Items for labeling regions
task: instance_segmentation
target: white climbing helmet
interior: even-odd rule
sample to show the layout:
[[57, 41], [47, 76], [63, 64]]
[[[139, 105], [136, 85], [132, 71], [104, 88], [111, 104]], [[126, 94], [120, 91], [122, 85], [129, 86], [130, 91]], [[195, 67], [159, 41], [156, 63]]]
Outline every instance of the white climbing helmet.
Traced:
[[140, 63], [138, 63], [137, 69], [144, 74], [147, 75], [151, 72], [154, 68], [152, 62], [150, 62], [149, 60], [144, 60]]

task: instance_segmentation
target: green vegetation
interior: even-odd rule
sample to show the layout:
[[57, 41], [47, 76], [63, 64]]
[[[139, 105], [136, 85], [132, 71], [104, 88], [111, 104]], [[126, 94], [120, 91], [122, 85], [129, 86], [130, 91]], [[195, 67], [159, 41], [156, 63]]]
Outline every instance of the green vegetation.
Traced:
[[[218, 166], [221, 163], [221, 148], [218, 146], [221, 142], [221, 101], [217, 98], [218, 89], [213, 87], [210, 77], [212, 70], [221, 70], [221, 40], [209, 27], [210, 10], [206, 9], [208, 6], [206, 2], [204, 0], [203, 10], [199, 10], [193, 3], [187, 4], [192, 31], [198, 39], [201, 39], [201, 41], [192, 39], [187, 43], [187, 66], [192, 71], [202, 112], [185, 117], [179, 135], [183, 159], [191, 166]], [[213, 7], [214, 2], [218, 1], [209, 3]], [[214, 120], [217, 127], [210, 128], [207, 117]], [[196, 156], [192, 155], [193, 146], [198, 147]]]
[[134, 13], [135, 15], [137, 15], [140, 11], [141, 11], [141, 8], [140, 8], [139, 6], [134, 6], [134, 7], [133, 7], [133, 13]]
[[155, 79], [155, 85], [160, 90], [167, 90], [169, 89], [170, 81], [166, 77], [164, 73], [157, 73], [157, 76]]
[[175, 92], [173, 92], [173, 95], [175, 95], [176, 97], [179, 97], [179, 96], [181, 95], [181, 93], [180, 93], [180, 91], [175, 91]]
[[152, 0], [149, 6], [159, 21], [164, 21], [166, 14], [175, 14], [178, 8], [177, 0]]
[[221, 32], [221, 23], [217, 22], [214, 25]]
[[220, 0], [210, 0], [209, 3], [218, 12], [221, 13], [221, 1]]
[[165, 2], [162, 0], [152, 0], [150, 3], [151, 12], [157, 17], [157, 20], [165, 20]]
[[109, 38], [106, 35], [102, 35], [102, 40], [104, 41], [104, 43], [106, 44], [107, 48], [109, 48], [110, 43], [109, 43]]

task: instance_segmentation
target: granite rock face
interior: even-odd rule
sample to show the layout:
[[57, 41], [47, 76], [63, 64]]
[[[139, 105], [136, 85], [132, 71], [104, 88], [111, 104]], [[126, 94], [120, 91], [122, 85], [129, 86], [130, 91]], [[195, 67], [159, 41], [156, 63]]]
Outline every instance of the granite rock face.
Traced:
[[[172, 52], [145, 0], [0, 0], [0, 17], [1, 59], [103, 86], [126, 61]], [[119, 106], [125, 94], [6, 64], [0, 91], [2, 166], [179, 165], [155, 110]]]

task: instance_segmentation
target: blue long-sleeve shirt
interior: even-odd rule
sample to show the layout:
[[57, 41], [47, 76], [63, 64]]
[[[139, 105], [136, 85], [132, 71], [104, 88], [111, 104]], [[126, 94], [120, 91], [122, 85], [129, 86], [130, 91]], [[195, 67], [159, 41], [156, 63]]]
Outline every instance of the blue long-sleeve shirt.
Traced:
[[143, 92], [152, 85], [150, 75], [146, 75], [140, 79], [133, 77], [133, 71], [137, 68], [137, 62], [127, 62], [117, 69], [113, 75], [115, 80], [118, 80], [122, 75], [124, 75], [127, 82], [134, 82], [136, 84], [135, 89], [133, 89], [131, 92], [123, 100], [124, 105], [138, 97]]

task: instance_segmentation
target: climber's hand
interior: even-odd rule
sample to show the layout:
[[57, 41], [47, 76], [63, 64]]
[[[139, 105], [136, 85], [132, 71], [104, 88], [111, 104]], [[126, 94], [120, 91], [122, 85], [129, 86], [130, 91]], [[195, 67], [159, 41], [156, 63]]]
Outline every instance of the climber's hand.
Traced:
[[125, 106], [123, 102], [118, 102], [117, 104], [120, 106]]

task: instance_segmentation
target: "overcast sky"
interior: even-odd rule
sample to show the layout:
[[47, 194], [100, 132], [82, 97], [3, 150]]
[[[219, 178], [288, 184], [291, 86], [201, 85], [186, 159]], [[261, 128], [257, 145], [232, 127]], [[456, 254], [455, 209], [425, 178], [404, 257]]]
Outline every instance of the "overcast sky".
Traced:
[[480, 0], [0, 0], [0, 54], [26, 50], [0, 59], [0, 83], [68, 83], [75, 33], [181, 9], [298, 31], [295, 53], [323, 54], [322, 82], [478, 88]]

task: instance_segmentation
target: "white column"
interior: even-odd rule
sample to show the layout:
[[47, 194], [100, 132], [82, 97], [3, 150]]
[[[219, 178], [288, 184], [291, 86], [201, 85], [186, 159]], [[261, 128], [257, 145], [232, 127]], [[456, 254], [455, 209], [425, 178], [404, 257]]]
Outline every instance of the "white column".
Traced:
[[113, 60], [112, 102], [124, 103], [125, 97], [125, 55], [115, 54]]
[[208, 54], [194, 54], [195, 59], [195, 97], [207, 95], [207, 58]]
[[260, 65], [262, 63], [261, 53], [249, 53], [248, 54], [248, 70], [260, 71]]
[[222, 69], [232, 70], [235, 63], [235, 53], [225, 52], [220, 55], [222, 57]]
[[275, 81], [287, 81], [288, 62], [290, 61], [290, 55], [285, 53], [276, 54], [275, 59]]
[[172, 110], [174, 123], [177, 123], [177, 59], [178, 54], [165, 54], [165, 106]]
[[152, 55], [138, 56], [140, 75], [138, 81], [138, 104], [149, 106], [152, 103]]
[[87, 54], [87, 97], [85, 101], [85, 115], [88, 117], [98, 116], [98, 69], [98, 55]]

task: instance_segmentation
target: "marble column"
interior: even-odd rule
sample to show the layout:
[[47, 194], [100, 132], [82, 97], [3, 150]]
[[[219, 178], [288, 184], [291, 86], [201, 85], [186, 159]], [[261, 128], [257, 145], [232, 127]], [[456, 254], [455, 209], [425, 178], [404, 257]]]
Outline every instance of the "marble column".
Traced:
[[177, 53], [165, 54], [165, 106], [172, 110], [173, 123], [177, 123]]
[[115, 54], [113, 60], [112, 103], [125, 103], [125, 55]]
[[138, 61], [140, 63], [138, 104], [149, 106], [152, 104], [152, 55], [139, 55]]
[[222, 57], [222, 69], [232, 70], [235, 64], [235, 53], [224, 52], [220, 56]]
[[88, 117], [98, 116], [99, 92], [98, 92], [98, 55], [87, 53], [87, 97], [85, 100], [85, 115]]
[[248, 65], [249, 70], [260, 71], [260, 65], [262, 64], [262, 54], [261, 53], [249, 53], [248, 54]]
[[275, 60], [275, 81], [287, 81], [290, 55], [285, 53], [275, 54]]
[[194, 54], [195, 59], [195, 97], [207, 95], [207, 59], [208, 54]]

- Do this -
Can you repeat all of the material above, word for word and unchanged?

- Solution to this task -
task: instance_segmentation
target: white climbing helmet
interior: even-odd rule
sample to show the layout:
[[57, 41], [47, 76], [63, 64]]
[[[139, 105], [136, 85], [132, 71], [104, 88], [111, 104]], [[126, 94], [120, 91], [122, 85], [129, 86], [130, 91]], [[195, 67], [159, 41], [156, 63]]]
Outline every instance of the white climbing helmet.
Traced:
[[140, 63], [138, 63], [137, 69], [144, 74], [147, 75], [151, 72], [154, 68], [152, 62], [150, 62], [149, 60], [144, 60]]

task: instance_segmentation
target: green vegetation
interior: even-odd rule
sample to show the layout:
[[57, 41], [47, 76], [63, 64]]
[[[139, 105], [136, 85], [132, 71], [104, 88], [111, 104]], [[126, 94], [120, 91], [122, 85], [129, 86], [130, 91]], [[195, 67], [159, 41], [156, 63]]]
Outline every instance of the green vegetation.
Traced:
[[[218, 166], [221, 163], [221, 148], [218, 146], [221, 142], [221, 101], [217, 98], [218, 89], [213, 87], [210, 77], [212, 70], [221, 70], [221, 40], [209, 27], [210, 10], [206, 9], [208, 6], [206, 2], [204, 0], [203, 10], [199, 10], [193, 3], [187, 4], [192, 31], [198, 39], [201, 39], [201, 41], [192, 39], [187, 43], [187, 66], [192, 71], [202, 112], [185, 117], [179, 135], [183, 159], [191, 166]], [[213, 7], [214, 2], [218, 1], [209, 3]], [[214, 120], [217, 127], [210, 128], [207, 117]], [[196, 156], [192, 155], [193, 146], [198, 147]]]
[[134, 13], [135, 15], [137, 15], [140, 11], [141, 11], [141, 8], [140, 8], [139, 6], [134, 6], [134, 7], [133, 7], [133, 13]]
[[155, 79], [155, 85], [160, 90], [167, 90], [169, 89], [170, 81], [166, 77], [164, 73], [157, 73], [157, 76]]
[[175, 92], [173, 92], [173, 95], [175, 95], [176, 97], [179, 97], [179, 96], [181, 95], [181, 93], [180, 93], [180, 91], [175, 91]]
[[152, 0], [149, 6], [159, 21], [164, 21], [166, 14], [175, 14], [178, 8], [177, 0]]
[[221, 32], [221, 23], [217, 22], [214, 25]]
[[220, 0], [210, 0], [209, 3], [218, 12], [221, 13], [221, 1]]
[[165, 2], [162, 0], [152, 0], [150, 3], [151, 12], [157, 17], [157, 20], [165, 20]]
[[109, 38], [106, 35], [102, 35], [102, 40], [104, 41], [104, 43], [106, 44], [107, 48], [109, 48], [110, 43], [109, 43]]

task: instance_segmentation
target: granite rock face
interior: even-odd rule
sample to show the layout:
[[57, 41], [47, 76], [63, 64]]
[[[139, 105], [136, 85], [132, 71], [104, 88], [111, 104]], [[126, 94], [120, 91], [122, 85], [129, 86], [130, 91]], [[195, 67], [159, 41], [156, 63]]]
Outline every instance of the granite rock face.
Traced:
[[[172, 52], [145, 0], [0, 0], [0, 17], [1, 59], [103, 86], [126, 61]], [[119, 106], [125, 94], [6, 64], [0, 91], [2, 166], [179, 165], [155, 110]]]

task: instance_segmentation
target: blue long-sleeve shirt
interior: even-odd rule
sample to show the layout:
[[57, 41], [47, 76], [63, 64]]
[[[139, 105], [136, 85], [132, 71], [104, 88], [111, 104]], [[126, 94], [120, 91], [122, 85], [129, 86], [130, 91]], [[195, 67], [159, 41], [156, 63]]]
Outline every instance of the blue long-sleeve shirt.
Traced:
[[143, 92], [152, 85], [150, 75], [146, 75], [140, 79], [133, 77], [133, 71], [137, 68], [137, 62], [127, 62], [117, 69], [113, 75], [115, 80], [118, 80], [122, 75], [124, 75], [127, 82], [134, 82], [136, 84], [135, 89], [133, 89], [131, 92], [123, 100], [124, 105], [138, 97]]

task: instance_segmentation
target: climber's hand
interior: even-odd rule
sample to show the layout:
[[57, 41], [47, 76], [63, 64]]
[[[139, 105], [136, 85], [132, 71], [104, 88], [111, 104]], [[126, 94], [120, 91], [122, 85], [129, 86], [130, 91]], [[195, 67], [159, 41], [156, 63]]]
Outline every instance of the climber's hand.
Traced:
[[125, 106], [123, 102], [118, 102], [117, 104], [120, 106]]

task: instance_segmentation
target: "overcast sky"
interior: even-odd rule
sample to show the layout:
[[47, 194], [100, 132], [82, 97], [3, 150]]
[[[219, 178], [288, 184], [291, 86], [201, 85], [186, 159]], [[261, 128], [257, 145], [232, 127]], [[456, 254], [455, 209], [425, 178], [404, 257]]]
Outline every instance of the "overcast sky".
Traced:
[[480, 0], [0, 0], [0, 54], [26, 50], [0, 59], [0, 83], [68, 83], [75, 33], [181, 9], [298, 31], [295, 53], [323, 54], [322, 82], [478, 88]]

task: instance_segmentation
target: "white column"
interior: even-odd rule
sample to show the layout:
[[47, 194], [100, 132], [82, 97], [3, 150]]
[[[219, 178], [288, 184], [291, 86], [201, 85], [186, 159]], [[261, 128], [257, 145], [232, 127]], [[456, 254], [455, 209], [425, 178], [404, 257]]]
Outline every instance of the "white column".
Traced:
[[113, 60], [112, 102], [124, 103], [125, 97], [125, 55], [115, 54]]
[[208, 54], [194, 54], [195, 59], [195, 97], [207, 95], [207, 58]]
[[260, 65], [262, 63], [261, 53], [249, 53], [248, 54], [248, 70], [260, 71]]
[[222, 69], [232, 70], [235, 63], [235, 53], [225, 52], [220, 55], [222, 57]]
[[275, 81], [287, 81], [288, 62], [290, 61], [290, 55], [285, 53], [276, 54], [275, 59]]
[[172, 110], [174, 123], [177, 123], [177, 59], [178, 54], [165, 54], [165, 106]]
[[152, 55], [138, 56], [140, 75], [138, 81], [138, 104], [149, 106], [152, 103]]
[[87, 54], [87, 97], [85, 101], [85, 115], [88, 117], [98, 116], [98, 69], [98, 55]]

task: instance_segmentation
target: "marble column"
interior: even-odd rule
sample to show the layout:
[[47, 194], [100, 132], [82, 97], [3, 150]]
[[[219, 178], [288, 184], [291, 86], [201, 85], [186, 159]], [[261, 128], [257, 145], [232, 127]], [[456, 254], [455, 209], [425, 178], [404, 257]]]
Outline every instance of the "marble column".
Traced:
[[177, 53], [165, 54], [165, 106], [172, 110], [173, 123], [177, 123]]
[[115, 54], [113, 60], [112, 103], [125, 103], [125, 55]]
[[138, 61], [140, 63], [138, 104], [149, 106], [152, 104], [152, 55], [139, 55]]
[[222, 57], [222, 69], [232, 70], [235, 64], [235, 53], [224, 52], [220, 56]]
[[88, 117], [98, 116], [99, 92], [98, 92], [98, 55], [87, 53], [87, 97], [85, 100], [85, 115]]
[[248, 65], [249, 70], [260, 71], [260, 65], [262, 64], [262, 54], [261, 53], [249, 53], [248, 54]]
[[275, 60], [275, 81], [287, 81], [290, 55], [285, 53], [275, 54]]
[[194, 54], [195, 59], [195, 97], [207, 95], [207, 59], [208, 54]]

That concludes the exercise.